# PROMPT
Exact copies of all entries are expected.
(DATA SUPPLIED Opens)
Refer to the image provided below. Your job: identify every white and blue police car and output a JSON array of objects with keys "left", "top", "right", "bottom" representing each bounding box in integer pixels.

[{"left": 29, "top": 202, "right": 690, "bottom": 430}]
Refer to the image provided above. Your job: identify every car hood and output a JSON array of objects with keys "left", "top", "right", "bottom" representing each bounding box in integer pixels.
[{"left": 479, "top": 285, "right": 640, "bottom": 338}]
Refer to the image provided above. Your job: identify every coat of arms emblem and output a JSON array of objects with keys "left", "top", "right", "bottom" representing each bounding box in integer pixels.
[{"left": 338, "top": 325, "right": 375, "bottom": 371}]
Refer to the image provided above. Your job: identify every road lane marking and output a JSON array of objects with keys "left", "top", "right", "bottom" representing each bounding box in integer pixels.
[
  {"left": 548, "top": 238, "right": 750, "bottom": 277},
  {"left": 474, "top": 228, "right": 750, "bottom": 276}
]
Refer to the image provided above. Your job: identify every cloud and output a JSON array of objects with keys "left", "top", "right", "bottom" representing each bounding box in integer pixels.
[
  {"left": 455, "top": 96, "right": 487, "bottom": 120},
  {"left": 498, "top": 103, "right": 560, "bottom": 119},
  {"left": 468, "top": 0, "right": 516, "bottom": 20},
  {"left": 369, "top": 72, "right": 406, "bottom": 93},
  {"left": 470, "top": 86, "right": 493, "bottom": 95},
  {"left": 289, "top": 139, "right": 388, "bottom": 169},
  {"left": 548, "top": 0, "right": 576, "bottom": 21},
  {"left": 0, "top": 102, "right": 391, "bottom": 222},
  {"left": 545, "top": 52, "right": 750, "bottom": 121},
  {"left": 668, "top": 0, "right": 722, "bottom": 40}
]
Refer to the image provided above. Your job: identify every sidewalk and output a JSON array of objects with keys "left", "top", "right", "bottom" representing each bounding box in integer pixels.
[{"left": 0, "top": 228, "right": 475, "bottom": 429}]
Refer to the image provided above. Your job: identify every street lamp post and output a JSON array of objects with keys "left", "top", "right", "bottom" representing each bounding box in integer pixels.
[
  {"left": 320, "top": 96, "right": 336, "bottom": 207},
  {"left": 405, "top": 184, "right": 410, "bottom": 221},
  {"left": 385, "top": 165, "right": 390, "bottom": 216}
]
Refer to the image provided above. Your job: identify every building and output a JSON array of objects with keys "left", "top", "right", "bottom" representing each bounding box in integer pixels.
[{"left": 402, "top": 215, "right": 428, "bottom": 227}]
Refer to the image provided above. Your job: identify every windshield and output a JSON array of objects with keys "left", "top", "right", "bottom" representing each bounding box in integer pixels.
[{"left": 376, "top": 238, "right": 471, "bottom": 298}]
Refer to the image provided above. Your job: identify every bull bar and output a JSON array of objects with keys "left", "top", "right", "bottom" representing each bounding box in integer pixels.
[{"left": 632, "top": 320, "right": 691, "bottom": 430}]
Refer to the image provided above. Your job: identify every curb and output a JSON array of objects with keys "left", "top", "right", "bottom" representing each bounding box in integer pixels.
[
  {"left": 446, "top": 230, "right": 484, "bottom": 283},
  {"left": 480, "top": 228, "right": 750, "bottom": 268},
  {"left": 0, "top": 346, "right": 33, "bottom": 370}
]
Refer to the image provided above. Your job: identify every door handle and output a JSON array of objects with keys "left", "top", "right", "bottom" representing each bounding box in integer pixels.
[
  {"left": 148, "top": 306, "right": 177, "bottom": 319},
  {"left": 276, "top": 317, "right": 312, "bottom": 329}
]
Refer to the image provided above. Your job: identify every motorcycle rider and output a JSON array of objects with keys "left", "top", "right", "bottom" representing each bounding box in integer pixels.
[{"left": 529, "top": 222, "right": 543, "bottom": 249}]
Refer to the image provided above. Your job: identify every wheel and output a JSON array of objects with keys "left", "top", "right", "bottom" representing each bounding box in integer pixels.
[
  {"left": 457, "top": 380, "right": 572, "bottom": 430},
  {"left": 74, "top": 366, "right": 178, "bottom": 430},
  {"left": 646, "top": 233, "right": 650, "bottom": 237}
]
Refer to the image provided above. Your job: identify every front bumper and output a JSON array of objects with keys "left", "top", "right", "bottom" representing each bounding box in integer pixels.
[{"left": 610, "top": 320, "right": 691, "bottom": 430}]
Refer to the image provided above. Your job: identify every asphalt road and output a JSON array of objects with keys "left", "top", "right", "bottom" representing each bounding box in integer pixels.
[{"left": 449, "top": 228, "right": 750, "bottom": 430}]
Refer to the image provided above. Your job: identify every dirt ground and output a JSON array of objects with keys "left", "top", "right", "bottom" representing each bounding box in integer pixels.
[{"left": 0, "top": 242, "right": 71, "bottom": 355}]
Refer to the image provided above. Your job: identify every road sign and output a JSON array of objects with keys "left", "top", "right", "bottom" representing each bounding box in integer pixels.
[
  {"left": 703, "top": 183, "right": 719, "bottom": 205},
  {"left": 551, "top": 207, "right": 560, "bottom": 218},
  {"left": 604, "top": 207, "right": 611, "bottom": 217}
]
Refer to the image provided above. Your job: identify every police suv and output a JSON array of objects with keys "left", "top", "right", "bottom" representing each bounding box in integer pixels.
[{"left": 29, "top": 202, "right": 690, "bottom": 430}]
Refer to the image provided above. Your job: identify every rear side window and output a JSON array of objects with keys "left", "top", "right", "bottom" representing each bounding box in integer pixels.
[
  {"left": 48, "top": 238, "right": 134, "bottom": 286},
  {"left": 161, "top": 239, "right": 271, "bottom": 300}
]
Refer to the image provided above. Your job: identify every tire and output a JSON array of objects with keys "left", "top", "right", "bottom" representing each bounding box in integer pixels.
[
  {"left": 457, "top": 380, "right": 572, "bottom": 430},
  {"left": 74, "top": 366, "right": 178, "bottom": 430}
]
(DATA SUPPLIED Closes)
# TASK RESPONSE
Refer to the image provided below. Your job: identify every white and blue police car and output a JSON array of objects with keys "left", "top", "right", "bottom" representing each bounding box in integer pixels.

[{"left": 29, "top": 202, "right": 690, "bottom": 430}]
Refer to the image provided above. Your job: identify every car hood and output a JSON array of objects with keys "left", "top", "right", "bottom" representing each bounding box in integer pixels.
[{"left": 479, "top": 285, "right": 640, "bottom": 338}]
Refer to the image provided above. Your job: identify every coat of arms emblem and output a JSON array of objects with keys "left", "top", "right", "bottom" representing each bounding box in integer pixels.
[{"left": 338, "top": 325, "right": 375, "bottom": 371}]
Refer to the image provided above. Your job: identify every road lane marking and output a JSON array of objects with keys "left", "top", "right", "bottom" representing each bounding box in integer pixels.
[
  {"left": 548, "top": 238, "right": 750, "bottom": 277},
  {"left": 474, "top": 228, "right": 750, "bottom": 276}
]
Refer to the image provided above. Your job: identify every cloud and output a JSON array of objects with keys "left", "top", "right", "bottom" representing each bounding box in integer pixels.
[
  {"left": 455, "top": 96, "right": 487, "bottom": 120},
  {"left": 498, "top": 103, "right": 560, "bottom": 119},
  {"left": 468, "top": 0, "right": 516, "bottom": 20},
  {"left": 369, "top": 72, "right": 406, "bottom": 93},
  {"left": 470, "top": 86, "right": 493, "bottom": 95},
  {"left": 289, "top": 139, "right": 388, "bottom": 169},
  {"left": 548, "top": 0, "right": 576, "bottom": 21},
  {"left": 0, "top": 102, "right": 391, "bottom": 222},
  {"left": 545, "top": 52, "right": 750, "bottom": 121},
  {"left": 668, "top": 0, "right": 722, "bottom": 40}
]
Refer to the image provided above. Your job: identify every sidewalk and output a JSON array of objects with keys "left", "top", "right", "bottom" representing each bounding box in integer pixels.
[{"left": 0, "top": 228, "right": 475, "bottom": 429}]
Refer to the image provided above. Your job: identify every street lamp post and output a JSON array of objects with keys "left", "top", "right", "bottom" representing each bounding box in integer pixels.
[
  {"left": 320, "top": 96, "right": 336, "bottom": 207},
  {"left": 405, "top": 184, "right": 410, "bottom": 221},
  {"left": 385, "top": 165, "right": 390, "bottom": 216}
]
Refer to the image provided above. Your job: identify every building and output a JSON array of objects with keys "left", "top", "right", "bottom" representing each bounding box in integer pixels.
[{"left": 402, "top": 215, "right": 428, "bottom": 227}]
Refer to the image provided above. Your job: identify every windshield and output a JSON array of objects with keys "left", "top", "right", "bottom" representing each bounding box in integer pixels.
[{"left": 376, "top": 238, "right": 471, "bottom": 298}]
Refer to the image provided above. Your job: identify every bull bar and output a JSON array of objects with keys "left", "top", "right", "bottom" representing each bounding box in integer pixels.
[{"left": 632, "top": 320, "right": 691, "bottom": 430}]
Refer to the image provided above. Your job: identify every curb and output a JSON array of objects with keys "left", "top", "right", "bottom" representing each bounding box in integer pixels.
[
  {"left": 446, "top": 230, "right": 484, "bottom": 283},
  {"left": 480, "top": 228, "right": 750, "bottom": 268},
  {"left": 0, "top": 346, "right": 33, "bottom": 370}
]
Refer to the image provided above. Your job: identify every door handle and output a JSON array of objects with keys "left", "top", "right", "bottom" representing each bounding box in integer pixels.
[
  {"left": 148, "top": 306, "right": 177, "bottom": 319},
  {"left": 276, "top": 317, "right": 312, "bottom": 329}
]
Refer to the image provided above. Your job: identify every motorcycle rider and output a JSON array of objects with keys "left", "top", "right", "bottom" representing each bounding box in integer pixels.
[{"left": 529, "top": 222, "right": 543, "bottom": 249}]
Refer to the image provided above. Your job: identify every wheel and output a JSON array of objects with keys "left", "top", "right", "bottom" representing each bounding box in integer pixels.
[
  {"left": 457, "top": 380, "right": 572, "bottom": 430},
  {"left": 74, "top": 366, "right": 178, "bottom": 430},
  {"left": 646, "top": 233, "right": 650, "bottom": 237}
]
Refer to the image provided above. Your job: identify every front bumper and output a JSON array of objects with keys "left", "top", "right", "bottom" representing each bounding box in integer pixels.
[{"left": 610, "top": 320, "right": 691, "bottom": 430}]
Refer to the image provided above. Your job: identify every asphalt road and output a JSON array of objects with keys "left", "top", "right", "bottom" representing each bounding box in integer pixels.
[{"left": 449, "top": 228, "right": 750, "bottom": 430}]
Refer to the image provided above. Your job: identify every dirt ground and output a JSON array of objects with keys "left", "top", "right", "bottom" representing each bounding box in integer pixels.
[{"left": 0, "top": 242, "right": 71, "bottom": 355}]
Refer to the image provided above. Your job: identify every road sign and output a JSON array of objects with keys "left", "top", "right", "bottom" representing each bounding box in integer pixels.
[
  {"left": 703, "top": 183, "right": 719, "bottom": 205},
  {"left": 551, "top": 207, "right": 560, "bottom": 218},
  {"left": 604, "top": 207, "right": 611, "bottom": 217}
]
Refer to the image provided above. Your job: identify every police suv and output a JSON array of objects with keys "left", "top", "right", "bottom" representing each bounding box in integer pixels.
[{"left": 29, "top": 202, "right": 690, "bottom": 430}]
Refer to the image provided above. Your job: identify every rear side window and output a JSON array of objects with keys "left", "top", "right", "bottom" representing each bounding box in integer pixels.
[
  {"left": 48, "top": 238, "right": 134, "bottom": 286},
  {"left": 161, "top": 239, "right": 271, "bottom": 300}
]
Refer to the image provided above. Your job: identify every tire and output a JSON array of objects with keys "left", "top", "right", "bottom" representing each bounding box in integer pixels.
[
  {"left": 457, "top": 380, "right": 572, "bottom": 430},
  {"left": 74, "top": 366, "right": 178, "bottom": 430}
]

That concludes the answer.